── Supplied entries

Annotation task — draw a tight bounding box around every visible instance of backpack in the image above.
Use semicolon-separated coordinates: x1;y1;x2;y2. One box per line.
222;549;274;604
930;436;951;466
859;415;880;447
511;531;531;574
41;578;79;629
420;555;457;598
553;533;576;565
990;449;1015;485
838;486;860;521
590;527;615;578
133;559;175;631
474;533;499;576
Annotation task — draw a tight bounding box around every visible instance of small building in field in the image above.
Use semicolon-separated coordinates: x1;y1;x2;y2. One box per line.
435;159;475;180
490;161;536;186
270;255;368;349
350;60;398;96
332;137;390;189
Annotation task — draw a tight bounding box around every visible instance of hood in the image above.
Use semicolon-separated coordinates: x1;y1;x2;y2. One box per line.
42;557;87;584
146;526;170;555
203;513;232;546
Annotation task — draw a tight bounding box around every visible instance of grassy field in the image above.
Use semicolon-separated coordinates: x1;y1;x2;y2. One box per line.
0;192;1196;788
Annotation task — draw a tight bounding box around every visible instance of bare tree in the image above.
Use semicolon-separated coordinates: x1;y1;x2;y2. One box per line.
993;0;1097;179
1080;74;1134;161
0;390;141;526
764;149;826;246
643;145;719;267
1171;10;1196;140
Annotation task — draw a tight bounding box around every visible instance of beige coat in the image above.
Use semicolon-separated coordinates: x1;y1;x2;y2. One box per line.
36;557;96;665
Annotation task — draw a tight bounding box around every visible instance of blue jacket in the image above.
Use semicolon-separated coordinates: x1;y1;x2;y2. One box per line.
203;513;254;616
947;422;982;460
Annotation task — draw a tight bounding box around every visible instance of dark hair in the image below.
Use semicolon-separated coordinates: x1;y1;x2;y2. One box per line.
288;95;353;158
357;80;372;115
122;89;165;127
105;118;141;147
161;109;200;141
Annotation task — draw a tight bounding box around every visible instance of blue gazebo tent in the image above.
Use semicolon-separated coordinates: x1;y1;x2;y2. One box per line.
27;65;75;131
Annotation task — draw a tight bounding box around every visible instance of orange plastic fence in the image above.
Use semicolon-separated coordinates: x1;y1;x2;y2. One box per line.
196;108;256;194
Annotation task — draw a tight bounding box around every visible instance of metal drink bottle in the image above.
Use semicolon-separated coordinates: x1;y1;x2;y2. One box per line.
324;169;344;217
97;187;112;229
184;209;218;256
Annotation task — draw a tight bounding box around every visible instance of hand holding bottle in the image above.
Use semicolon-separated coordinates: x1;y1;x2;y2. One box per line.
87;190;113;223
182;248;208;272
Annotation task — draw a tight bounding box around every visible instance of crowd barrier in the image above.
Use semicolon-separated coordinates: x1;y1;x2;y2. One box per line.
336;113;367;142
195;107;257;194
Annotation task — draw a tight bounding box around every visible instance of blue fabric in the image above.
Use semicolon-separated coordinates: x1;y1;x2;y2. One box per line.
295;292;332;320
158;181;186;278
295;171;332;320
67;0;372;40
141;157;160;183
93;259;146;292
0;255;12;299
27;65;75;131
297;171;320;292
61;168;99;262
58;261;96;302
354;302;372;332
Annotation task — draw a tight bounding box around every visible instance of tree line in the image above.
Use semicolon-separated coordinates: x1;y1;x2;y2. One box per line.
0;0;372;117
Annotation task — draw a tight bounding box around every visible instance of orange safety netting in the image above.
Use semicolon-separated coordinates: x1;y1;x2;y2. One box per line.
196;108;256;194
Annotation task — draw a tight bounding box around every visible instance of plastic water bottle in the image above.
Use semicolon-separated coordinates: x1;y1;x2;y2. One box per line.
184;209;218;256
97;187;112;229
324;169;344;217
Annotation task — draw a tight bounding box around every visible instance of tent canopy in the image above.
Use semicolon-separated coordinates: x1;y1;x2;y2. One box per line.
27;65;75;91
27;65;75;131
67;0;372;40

────

Instructions to follow — Please rewrite the entire listing above as a Markdown table with two columns, Row and Line. Number each line in the Row column and leave out any blank lines.

Exercise answer —
| Row | Line |
|---|---|
| 1 | Annotation task — draw a tight bounding box around every visible instance of backpack in the image above. |
| 2 | Use semicolon-separated coordinates: x1;y1;x2;y2. One box per line. |
| 3 | 222;549;274;604 |
| 4 | 930;436;951;466 |
| 5 | 859;415;880;447 |
| 6 | 511;531;531;574 |
| 7 | 41;578;79;629 |
| 8 | 420;555;457;598 |
| 9 | 553;533;576;565 |
| 10 | 990;449;1015;485 |
| 11 | 838;486;860;521 |
| 12 | 590;527;615;578 |
| 13 | 133;559;175;631 |
| 14 | 474;533;499;576 |
| 15 | Annotation task — draw a tight bounding box around every visible instance of small building in field in the image above. |
| 16 | Use semicolon-separated coordinates: x1;y1;x2;y2. One box per line. |
| 17 | 435;159;475;180 |
| 18 | 490;161;536;186 |
| 19 | 270;255;368;349 |
| 20 | 350;60;398;96 |
| 21 | 332;137;390;189 |
| 22 | Annotation task — draw a tight bounding box around every visible instance of hood in the image above. |
| 23 | Use semicolon-separated coordinates: x1;y1;x2;y2. One box per line. |
| 24 | 42;557;87;584 |
| 25 | 146;526;170;555 |
| 26 | 203;513;232;546 |
| 27 | Annotation task — draw a tight bounding box around every visible instance of grassy field in the image above. |
| 28 | Use semicolon-separated coordinates: x1;y1;x2;y2. One box per line. |
| 29 | 0;192;1196;788 |
| 30 | Annotation task — draw a tight bounding box around every visible instance of bare tree in the image above. |
| 31 | Use semicolon-separated coordinates: x1;y1;x2;y2. One box per line. |
| 32 | 993;0;1097;179 |
| 33 | 1080;74;1134;161 |
| 34 | 0;390;141;526 |
| 35 | 764;149;826;246 |
| 36 | 643;145;719;267 |
| 37 | 1171;10;1196;140 |
| 38 | Annotation task — draw a tight bounding box around every visible instance of beige coat in the image above. |
| 39 | Use semicolon-separated coordinates: x1;y1;x2;y2. One box per line. |
| 40 | 36;557;96;665 |
| 41 | Annotation task — draw a tight bounding box around every visible instance of blue jacket in the image above. |
| 42 | Use semicolon-separated coordinates: x1;y1;x2;y2. One box per line. |
| 43 | 203;513;254;616 |
| 44 | 947;422;982;460 |
| 45 | Annotation task — draw a tight bounding box around every visible instance of dark hair in the image below. |
| 46 | Use semicolon-separated coordinates: x1;y1;x2;y2. One box per line. |
| 47 | 288;95;353;158 |
| 48 | 357;80;372;115 |
| 49 | 122;89;165;127 |
| 50 | 105;118;141;147 |
| 51 | 161;109;200;141 |
| 52 | Annotation task — draw a tight bounding box around every visible instance of blue gazebo tent in the image above. |
| 53 | Use semicolon-separated coordinates: x1;y1;x2;y2. One box per line. |
| 54 | 27;65;75;131 |
| 55 | Annotation task — draw a tight bounding box around every visible instance of orange plastic fence in the image above. |
| 56 | Use semicolon-separated coordinates: x1;y1;x2;y2. One box per line. |
| 57 | 196;108;256;194 |
| 58 | Annotation task — draw a tight bounding box around every visible instance of metal drink bottle in the image above. |
| 59 | Use semicolon-separated coordinates: x1;y1;x2;y2. One box per line. |
| 60 | 324;169;344;217 |
| 61 | 97;187;112;229 |
| 62 | 184;209;218;256 |
| 63 | Annotation task — draw a tight bounding box around every visible instance of hand holding bottle in the image above. |
| 64 | Use semicolon-separated coordinates: x1;y1;x2;y2. One box per line. |
| 65 | 87;190;113;223 |
| 66 | 182;248;208;272 |
| 67 | Annotation task — draw a tight bounding box around every visible instance of crowd barrier in the image above. |
| 68 | Use semicolon-separated coordinates: x1;y1;x2;y2. One box per line. |
| 69 | 336;113;367;142 |
| 70 | 195;107;257;194 |
| 71 | Annotation task — draw a tight bounding box around every visible instance of blue fabric in the image above. |
| 72 | Use semicolon-separated coordinates: x1;y1;x2;y2. One box per line. |
| 73 | 295;292;332;320 |
| 74 | 158;181;186;278 |
| 75 | 295;171;332;320 |
| 76 | 67;0;372;40 |
| 77 | 141;157;160;183 |
| 78 | 93;259;146;292 |
| 79 | 0;255;12;299 |
| 80 | 27;65;75;131 |
| 81 | 297;171;320;292 |
| 82 | 61;168;99;262 |
| 83 | 58;261;96;302 |
| 84 | 354;302;372;332 |
| 85 | Annotation task — draw a tight bounding box around every visible instance of tree line in the image above. |
| 86 | Use semicolon-separated coordinates: x1;y1;x2;y2. One box per line. |
| 87 | 0;0;372;117 |
| 88 | Annotation task — draw a tight bounding box around every visible instance of orange safety netting in the image above. |
| 89 | Use semicolon-separated coordinates: x1;y1;x2;y2. One box per line. |
| 90 | 196;108;256;194 |
| 91 | Annotation task — draw a tight bounding box around every visible instance of plastic water bottle in the image above. |
| 92 | Use semicolon-separated coordinates: x1;y1;x2;y2. One box per line. |
| 93 | 184;209;218;256 |
| 94 | 97;187;112;229 |
| 95 | 324;169;344;217 |
| 96 | Annotation task — draw a tight bounding box around every visible instance of tent canopy in the image above. |
| 97 | Use semicolon-separated coordinates: x1;y1;x2;y2. One box per line. |
| 98 | 27;65;75;91 |
| 99 | 27;65;75;131 |
| 100 | 67;0;372;40 |